##### EXTRACTED INFORMATION
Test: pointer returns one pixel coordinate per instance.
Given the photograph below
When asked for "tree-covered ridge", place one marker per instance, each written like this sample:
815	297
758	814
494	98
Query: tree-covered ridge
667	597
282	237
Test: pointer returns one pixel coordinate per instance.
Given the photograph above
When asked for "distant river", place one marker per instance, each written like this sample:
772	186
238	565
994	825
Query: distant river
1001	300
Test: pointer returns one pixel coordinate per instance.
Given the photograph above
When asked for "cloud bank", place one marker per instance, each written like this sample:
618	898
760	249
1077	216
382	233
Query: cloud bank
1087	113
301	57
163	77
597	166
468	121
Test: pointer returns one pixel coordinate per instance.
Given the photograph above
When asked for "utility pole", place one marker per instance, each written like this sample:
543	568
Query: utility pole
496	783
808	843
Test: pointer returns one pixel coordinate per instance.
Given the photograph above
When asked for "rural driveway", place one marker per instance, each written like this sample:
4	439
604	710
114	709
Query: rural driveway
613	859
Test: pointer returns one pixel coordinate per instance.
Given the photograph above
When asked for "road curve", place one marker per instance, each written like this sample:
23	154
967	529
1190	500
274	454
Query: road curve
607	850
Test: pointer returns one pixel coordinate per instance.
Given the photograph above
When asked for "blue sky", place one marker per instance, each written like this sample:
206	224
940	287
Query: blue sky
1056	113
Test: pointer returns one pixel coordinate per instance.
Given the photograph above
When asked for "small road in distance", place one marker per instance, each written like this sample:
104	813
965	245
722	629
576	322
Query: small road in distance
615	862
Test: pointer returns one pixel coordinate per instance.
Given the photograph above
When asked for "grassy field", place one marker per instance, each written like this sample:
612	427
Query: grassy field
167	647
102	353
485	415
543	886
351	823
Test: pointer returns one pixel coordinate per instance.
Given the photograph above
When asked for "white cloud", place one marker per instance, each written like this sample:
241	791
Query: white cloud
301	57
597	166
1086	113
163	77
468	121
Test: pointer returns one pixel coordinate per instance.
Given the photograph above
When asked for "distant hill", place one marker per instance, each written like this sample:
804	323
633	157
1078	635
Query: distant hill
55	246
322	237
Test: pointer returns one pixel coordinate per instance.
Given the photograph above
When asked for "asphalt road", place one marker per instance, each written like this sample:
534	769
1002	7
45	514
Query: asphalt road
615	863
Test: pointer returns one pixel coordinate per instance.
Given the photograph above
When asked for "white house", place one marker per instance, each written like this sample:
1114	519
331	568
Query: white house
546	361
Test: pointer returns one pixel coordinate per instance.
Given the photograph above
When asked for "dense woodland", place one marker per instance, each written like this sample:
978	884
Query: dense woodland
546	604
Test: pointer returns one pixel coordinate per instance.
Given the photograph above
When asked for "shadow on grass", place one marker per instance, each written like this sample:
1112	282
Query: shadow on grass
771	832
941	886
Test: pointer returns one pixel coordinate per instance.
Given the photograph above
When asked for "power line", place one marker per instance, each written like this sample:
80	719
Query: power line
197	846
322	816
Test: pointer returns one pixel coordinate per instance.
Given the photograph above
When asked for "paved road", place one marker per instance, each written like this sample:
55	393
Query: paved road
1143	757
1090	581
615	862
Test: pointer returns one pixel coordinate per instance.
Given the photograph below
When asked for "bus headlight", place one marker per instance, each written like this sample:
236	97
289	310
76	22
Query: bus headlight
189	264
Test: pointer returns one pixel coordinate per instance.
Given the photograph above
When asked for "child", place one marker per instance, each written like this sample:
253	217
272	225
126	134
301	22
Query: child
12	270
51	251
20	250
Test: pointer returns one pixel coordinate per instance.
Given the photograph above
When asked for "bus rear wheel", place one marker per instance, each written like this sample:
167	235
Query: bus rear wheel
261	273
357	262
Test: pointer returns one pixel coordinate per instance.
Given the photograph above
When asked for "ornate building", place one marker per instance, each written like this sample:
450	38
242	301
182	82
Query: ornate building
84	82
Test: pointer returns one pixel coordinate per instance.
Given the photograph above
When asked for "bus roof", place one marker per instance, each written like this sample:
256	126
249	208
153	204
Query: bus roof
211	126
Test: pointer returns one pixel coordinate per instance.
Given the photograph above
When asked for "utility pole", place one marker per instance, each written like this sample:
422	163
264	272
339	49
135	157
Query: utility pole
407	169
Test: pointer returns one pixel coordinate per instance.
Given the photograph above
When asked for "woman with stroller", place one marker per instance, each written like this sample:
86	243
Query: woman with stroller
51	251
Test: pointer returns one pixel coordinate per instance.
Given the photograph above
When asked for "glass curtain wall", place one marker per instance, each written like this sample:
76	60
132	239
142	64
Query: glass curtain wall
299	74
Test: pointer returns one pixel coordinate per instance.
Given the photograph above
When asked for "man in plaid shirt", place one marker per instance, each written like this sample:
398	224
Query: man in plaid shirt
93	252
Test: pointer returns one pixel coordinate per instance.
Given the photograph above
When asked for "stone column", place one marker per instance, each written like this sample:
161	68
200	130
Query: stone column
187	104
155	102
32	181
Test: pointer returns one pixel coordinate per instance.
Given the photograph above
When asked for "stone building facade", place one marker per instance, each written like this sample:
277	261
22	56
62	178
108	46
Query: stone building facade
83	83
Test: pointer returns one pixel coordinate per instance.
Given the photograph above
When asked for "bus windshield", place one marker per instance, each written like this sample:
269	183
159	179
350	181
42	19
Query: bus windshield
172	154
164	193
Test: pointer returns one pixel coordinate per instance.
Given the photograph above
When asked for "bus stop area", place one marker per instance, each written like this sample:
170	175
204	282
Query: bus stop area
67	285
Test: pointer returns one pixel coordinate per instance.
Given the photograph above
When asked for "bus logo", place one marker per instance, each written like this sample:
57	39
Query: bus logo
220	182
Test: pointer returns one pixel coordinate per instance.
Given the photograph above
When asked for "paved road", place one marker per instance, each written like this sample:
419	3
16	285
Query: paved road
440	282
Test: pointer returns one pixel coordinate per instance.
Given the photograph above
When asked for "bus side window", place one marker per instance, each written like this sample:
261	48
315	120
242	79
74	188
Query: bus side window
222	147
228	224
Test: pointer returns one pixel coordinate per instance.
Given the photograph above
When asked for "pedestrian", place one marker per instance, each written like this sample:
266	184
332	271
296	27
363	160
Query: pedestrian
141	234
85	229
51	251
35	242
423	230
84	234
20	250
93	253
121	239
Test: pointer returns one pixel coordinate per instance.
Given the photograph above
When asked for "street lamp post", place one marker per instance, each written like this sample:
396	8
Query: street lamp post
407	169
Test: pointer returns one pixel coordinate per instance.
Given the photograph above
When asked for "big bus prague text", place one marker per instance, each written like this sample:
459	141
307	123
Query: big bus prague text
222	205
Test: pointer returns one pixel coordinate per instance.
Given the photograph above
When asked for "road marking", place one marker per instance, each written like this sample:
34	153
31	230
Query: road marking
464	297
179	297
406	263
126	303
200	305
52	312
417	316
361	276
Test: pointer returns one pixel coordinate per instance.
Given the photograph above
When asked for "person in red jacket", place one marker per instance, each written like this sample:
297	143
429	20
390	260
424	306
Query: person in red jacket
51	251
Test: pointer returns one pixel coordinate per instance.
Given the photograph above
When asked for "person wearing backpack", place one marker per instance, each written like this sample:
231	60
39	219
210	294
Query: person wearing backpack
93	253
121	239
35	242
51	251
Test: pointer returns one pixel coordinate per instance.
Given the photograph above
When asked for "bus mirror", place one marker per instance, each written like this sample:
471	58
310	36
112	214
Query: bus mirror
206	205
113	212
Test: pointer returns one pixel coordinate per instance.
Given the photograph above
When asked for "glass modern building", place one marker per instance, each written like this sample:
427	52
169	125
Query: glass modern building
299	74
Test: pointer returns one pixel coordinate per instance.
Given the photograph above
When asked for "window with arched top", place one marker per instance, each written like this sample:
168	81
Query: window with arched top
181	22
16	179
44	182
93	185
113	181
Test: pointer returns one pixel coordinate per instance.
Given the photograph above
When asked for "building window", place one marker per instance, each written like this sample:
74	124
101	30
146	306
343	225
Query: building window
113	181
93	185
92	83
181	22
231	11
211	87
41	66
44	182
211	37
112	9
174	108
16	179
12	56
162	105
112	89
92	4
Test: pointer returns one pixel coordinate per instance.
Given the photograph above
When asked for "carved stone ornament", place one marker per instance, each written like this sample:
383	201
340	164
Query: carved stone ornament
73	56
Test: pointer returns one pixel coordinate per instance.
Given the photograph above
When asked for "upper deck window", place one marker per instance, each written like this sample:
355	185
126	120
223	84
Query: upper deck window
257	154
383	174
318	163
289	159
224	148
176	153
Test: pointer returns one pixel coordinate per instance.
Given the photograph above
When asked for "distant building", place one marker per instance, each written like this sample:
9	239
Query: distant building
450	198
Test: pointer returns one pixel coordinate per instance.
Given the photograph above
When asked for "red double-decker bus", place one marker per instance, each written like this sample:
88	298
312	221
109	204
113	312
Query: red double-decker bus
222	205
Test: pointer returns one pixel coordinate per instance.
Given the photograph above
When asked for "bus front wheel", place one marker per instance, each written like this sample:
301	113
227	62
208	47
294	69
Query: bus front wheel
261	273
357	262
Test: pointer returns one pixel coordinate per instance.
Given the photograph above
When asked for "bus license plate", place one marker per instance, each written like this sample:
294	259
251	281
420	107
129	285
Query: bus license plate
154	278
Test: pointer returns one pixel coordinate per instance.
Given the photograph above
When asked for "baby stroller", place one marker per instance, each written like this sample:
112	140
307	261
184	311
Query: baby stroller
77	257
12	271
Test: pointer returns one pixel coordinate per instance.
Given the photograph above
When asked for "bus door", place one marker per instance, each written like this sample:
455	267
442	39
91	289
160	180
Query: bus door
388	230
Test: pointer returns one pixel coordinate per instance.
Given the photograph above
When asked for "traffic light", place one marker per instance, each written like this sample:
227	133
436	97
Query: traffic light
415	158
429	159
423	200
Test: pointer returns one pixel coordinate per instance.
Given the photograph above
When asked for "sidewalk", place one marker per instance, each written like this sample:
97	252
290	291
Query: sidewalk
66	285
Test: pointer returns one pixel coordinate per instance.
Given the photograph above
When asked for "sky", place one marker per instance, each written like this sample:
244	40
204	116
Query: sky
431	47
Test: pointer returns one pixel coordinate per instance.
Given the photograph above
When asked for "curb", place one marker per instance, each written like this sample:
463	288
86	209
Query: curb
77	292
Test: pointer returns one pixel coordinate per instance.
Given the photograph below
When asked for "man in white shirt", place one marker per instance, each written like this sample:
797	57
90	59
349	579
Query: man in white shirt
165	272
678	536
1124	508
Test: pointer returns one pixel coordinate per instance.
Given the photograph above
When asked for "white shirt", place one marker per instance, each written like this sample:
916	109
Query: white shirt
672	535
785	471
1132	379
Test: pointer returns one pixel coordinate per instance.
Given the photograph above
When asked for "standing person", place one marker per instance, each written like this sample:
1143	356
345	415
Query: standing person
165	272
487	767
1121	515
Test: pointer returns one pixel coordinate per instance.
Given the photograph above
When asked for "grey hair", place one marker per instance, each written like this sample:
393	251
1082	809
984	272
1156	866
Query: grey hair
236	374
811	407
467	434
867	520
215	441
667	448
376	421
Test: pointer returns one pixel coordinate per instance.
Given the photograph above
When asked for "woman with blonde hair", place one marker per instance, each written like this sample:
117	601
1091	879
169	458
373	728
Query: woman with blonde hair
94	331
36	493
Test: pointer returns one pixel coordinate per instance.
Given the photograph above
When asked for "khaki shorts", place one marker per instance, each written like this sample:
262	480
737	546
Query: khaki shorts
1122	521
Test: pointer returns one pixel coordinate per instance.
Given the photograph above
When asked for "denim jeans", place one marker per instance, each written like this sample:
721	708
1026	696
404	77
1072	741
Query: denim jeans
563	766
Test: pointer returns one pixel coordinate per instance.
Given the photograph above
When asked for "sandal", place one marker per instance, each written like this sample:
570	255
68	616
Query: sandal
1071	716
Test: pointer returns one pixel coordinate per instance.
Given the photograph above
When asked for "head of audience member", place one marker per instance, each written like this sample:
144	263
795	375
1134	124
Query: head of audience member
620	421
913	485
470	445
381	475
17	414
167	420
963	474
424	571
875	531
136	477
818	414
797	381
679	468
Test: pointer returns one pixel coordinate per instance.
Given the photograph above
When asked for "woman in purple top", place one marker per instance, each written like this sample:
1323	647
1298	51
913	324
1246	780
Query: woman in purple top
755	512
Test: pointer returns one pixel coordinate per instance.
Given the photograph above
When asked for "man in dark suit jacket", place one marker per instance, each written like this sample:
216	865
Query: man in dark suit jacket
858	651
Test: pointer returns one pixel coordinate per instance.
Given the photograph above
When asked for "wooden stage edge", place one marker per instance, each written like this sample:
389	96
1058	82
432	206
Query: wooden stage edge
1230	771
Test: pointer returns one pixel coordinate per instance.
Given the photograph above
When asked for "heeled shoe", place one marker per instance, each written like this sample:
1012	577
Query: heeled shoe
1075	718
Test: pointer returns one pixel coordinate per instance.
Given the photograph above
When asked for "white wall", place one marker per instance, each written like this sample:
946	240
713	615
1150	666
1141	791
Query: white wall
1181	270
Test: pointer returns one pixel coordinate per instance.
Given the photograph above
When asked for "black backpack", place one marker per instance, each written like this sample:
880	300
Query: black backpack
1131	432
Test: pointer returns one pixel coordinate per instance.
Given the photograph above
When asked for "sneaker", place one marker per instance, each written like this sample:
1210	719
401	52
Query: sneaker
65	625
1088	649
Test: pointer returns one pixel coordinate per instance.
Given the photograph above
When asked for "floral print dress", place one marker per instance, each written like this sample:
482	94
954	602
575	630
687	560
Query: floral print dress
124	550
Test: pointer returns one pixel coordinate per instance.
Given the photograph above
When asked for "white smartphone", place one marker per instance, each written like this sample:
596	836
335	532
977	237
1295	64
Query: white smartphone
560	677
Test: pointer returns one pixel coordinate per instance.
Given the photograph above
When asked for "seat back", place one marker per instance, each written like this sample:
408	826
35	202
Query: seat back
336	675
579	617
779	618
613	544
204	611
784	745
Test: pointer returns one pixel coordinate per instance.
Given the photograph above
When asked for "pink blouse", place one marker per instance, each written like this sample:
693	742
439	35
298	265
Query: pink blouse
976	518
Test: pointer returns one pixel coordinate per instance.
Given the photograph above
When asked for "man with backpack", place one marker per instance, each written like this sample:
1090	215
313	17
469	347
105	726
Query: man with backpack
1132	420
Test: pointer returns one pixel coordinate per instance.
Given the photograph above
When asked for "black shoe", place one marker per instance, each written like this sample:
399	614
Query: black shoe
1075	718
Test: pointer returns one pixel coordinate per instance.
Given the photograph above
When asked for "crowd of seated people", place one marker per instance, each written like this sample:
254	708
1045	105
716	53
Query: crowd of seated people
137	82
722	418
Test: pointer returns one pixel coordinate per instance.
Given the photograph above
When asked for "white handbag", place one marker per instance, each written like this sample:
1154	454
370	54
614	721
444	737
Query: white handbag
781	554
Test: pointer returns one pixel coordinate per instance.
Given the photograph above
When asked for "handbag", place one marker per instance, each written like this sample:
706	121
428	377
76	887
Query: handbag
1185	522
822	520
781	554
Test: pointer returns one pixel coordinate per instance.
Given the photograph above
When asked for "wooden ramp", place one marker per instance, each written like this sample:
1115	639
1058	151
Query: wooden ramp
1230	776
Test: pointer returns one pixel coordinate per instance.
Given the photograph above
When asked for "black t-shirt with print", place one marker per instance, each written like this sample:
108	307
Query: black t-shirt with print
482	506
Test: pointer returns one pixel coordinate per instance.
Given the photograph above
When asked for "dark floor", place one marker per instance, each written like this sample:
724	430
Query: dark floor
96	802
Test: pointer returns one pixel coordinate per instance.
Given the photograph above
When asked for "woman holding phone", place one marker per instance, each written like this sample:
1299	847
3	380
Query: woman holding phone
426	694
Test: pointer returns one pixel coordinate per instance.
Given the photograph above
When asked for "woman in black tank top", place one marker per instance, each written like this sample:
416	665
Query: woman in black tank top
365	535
##########
Which lines of the listing above contain the word "driveway"? Pick out each one, copy it whole, and match case exactly.

*THE COMPLETED TASK*.
When asked for "rural driveway", place one marker per instance, each written like this sample:
Query: rural driveway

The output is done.